• _Your objective_
Reproduce the line that contains "task | identify every instance of the green stadium" and every line after it through the end of the records, exactly, with nothing added.

** BEGIN **

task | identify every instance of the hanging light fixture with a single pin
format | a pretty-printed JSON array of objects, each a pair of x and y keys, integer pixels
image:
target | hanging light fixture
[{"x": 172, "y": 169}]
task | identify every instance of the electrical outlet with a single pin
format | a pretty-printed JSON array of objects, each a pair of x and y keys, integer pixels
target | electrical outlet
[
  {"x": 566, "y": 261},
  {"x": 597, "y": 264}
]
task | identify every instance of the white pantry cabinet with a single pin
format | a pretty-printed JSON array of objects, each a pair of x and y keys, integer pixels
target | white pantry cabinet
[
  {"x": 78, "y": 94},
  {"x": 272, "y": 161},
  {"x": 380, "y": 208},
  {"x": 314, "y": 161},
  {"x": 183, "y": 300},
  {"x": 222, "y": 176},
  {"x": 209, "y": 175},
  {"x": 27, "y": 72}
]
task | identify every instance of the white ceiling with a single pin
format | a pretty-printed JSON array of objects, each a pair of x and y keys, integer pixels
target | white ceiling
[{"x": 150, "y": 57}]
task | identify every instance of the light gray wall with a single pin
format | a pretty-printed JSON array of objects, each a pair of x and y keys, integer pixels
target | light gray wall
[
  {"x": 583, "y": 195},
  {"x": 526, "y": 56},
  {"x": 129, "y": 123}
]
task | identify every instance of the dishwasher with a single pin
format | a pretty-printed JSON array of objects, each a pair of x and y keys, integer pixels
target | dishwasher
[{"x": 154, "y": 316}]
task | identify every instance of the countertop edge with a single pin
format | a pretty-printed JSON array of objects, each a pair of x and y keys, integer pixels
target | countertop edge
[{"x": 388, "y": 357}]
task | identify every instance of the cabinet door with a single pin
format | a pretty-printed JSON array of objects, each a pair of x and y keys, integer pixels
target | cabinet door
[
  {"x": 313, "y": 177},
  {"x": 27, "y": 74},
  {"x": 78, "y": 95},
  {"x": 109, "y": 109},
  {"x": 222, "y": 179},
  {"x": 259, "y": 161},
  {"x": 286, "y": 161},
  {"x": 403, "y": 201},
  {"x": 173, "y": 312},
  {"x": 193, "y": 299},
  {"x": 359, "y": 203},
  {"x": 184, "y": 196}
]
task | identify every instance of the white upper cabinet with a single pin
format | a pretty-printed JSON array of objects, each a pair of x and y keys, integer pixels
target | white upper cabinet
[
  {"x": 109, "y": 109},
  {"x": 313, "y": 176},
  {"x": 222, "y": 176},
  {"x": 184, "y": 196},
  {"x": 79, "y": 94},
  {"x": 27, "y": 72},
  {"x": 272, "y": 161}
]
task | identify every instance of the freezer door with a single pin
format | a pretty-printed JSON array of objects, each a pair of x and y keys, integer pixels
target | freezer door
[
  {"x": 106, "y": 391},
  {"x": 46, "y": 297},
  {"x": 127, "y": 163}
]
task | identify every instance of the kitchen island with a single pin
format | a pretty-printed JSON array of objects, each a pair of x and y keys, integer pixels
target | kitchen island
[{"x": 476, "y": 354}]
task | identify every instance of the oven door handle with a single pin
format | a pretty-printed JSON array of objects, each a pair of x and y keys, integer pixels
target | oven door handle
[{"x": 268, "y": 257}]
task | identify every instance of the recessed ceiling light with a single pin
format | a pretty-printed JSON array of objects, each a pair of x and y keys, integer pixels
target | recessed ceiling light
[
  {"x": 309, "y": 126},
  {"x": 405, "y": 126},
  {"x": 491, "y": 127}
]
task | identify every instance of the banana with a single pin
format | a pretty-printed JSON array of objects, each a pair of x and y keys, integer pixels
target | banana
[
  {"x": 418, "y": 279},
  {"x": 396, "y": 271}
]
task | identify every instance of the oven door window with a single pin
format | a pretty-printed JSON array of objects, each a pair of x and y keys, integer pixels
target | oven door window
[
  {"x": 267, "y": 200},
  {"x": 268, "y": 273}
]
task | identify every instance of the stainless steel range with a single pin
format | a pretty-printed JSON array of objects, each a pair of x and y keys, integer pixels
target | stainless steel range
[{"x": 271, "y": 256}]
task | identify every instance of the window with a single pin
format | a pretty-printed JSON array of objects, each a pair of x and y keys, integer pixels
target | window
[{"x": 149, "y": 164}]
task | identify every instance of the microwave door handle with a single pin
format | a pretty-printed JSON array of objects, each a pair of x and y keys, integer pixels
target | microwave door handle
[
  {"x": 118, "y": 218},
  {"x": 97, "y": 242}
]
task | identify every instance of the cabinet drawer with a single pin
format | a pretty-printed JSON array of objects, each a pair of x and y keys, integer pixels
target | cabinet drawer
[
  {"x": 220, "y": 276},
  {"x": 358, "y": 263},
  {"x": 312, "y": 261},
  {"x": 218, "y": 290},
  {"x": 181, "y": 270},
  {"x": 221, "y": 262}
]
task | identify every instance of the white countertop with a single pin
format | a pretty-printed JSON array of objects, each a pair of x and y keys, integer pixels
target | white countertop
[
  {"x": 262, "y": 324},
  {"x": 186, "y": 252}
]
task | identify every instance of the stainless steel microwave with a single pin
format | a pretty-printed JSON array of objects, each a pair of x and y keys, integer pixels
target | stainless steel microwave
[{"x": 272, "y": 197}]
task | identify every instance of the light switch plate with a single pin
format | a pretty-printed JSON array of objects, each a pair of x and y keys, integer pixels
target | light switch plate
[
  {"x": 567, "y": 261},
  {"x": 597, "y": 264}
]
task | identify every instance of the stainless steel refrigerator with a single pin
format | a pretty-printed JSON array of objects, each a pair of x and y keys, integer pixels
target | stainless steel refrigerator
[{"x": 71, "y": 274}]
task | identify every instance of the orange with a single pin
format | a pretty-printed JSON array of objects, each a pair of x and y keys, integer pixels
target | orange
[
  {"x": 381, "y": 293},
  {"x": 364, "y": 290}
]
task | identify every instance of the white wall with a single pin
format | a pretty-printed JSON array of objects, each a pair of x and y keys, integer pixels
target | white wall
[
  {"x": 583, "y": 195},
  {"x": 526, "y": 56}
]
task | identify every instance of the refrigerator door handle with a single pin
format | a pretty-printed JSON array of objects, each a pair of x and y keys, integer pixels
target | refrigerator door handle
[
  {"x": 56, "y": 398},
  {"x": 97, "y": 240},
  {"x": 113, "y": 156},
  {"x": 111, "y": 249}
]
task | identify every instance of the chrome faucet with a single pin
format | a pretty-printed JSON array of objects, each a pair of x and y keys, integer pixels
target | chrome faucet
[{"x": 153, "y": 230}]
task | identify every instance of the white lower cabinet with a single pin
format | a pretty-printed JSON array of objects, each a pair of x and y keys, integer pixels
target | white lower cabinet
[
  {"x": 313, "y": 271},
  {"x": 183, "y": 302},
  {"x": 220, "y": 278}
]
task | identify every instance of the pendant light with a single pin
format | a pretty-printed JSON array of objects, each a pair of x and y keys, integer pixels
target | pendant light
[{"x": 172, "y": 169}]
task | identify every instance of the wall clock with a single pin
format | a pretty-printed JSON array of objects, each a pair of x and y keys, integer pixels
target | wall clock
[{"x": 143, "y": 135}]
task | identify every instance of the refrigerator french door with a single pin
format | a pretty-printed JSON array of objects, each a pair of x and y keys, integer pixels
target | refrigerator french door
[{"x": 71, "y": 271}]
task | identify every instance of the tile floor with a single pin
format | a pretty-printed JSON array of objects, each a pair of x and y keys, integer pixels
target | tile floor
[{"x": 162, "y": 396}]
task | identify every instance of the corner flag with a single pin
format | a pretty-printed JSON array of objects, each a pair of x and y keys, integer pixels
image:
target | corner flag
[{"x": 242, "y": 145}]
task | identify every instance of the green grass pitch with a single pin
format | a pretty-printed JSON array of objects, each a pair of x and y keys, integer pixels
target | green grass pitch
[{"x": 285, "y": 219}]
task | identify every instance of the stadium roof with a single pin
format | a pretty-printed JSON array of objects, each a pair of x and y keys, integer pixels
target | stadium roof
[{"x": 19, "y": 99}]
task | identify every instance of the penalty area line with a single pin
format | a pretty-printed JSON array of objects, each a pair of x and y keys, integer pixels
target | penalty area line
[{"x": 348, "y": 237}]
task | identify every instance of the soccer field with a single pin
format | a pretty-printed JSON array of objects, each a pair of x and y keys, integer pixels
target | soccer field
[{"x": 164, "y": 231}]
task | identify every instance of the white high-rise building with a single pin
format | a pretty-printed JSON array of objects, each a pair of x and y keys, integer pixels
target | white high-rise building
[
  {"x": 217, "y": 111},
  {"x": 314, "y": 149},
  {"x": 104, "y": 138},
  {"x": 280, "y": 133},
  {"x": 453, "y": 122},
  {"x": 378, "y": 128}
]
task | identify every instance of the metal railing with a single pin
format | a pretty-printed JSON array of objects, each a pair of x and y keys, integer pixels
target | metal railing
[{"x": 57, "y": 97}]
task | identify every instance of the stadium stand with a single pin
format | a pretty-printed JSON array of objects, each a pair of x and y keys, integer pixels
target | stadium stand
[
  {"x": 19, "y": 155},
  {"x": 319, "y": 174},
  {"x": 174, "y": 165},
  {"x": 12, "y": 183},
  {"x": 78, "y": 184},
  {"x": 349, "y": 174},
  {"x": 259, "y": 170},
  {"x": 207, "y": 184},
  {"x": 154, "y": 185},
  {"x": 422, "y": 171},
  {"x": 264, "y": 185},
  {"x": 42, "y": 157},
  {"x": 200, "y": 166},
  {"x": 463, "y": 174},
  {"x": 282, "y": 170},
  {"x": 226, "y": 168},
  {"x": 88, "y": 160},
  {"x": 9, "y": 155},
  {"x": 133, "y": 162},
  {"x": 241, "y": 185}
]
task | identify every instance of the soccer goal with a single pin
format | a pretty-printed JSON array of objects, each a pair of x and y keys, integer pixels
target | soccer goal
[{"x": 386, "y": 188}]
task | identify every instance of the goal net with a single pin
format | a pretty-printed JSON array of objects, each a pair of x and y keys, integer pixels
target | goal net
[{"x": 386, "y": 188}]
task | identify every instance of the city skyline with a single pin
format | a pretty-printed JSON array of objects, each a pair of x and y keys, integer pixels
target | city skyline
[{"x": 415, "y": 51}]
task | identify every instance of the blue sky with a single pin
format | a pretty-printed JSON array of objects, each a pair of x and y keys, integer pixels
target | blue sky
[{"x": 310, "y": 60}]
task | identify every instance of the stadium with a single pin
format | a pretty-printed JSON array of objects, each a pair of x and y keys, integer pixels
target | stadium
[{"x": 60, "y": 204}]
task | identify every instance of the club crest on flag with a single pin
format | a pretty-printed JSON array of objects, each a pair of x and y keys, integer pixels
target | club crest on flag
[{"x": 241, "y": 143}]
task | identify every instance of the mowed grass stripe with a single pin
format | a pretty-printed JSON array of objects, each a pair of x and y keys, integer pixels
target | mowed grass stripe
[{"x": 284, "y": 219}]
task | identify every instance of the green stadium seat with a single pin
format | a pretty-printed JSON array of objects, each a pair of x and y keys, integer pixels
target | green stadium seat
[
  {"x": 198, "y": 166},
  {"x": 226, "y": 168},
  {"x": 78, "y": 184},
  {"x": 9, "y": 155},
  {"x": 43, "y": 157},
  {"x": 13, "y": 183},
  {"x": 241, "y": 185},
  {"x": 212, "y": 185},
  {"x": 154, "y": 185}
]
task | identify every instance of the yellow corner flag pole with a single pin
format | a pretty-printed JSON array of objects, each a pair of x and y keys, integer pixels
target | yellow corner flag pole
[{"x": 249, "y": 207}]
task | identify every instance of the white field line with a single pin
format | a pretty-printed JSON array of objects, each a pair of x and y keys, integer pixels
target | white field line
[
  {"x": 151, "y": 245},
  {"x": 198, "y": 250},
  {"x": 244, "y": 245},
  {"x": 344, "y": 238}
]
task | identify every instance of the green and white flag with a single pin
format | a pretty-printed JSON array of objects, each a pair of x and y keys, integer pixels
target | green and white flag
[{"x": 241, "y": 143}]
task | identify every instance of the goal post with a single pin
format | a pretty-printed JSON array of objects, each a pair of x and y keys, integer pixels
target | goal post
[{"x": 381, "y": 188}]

** END **

• _Solution to the problem_
task | identify every instance of the green stadium seat with a single pin
format | a pretty-printed JSON array of objects, each a pair of x and y keys, integer pixels
target | green stadium seat
[
  {"x": 198, "y": 166},
  {"x": 226, "y": 168},
  {"x": 78, "y": 184},
  {"x": 9, "y": 155},
  {"x": 43, "y": 157},
  {"x": 13, "y": 183},
  {"x": 241, "y": 185},
  {"x": 212, "y": 185},
  {"x": 154, "y": 185}
]
task | identify every instance of the yellow corner flag pole with a single pin
format | a pretty-printed JSON array of objects, each a pair of x and y keys, integer pixels
target | yellow corner flag pole
[{"x": 249, "y": 207}]
task | identify every instance of the white field line with a single pin
format | a pretty-printed JSON array of objects, each a pair of x and y keys, integer pixels
target | white field line
[
  {"x": 151, "y": 245},
  {"x": 198, "y": 250},
  {"x": 244, "y": 245},
  {"x": 344, "y": 238}
]
task | identify every instance of the green and white flag with a single pin
format | a pretty-printed JSON array of objects, each a pair of x and y keys, integer pixels
target | green and white flag
[{"x": 241, "y": 143}]
task | identify every instance of the goal post with a single pin
format | a pretty-printed JSON array of objects, each a pair of x and y keys, integer pixels
target | goal post
[{"x": 381, "y": 188}]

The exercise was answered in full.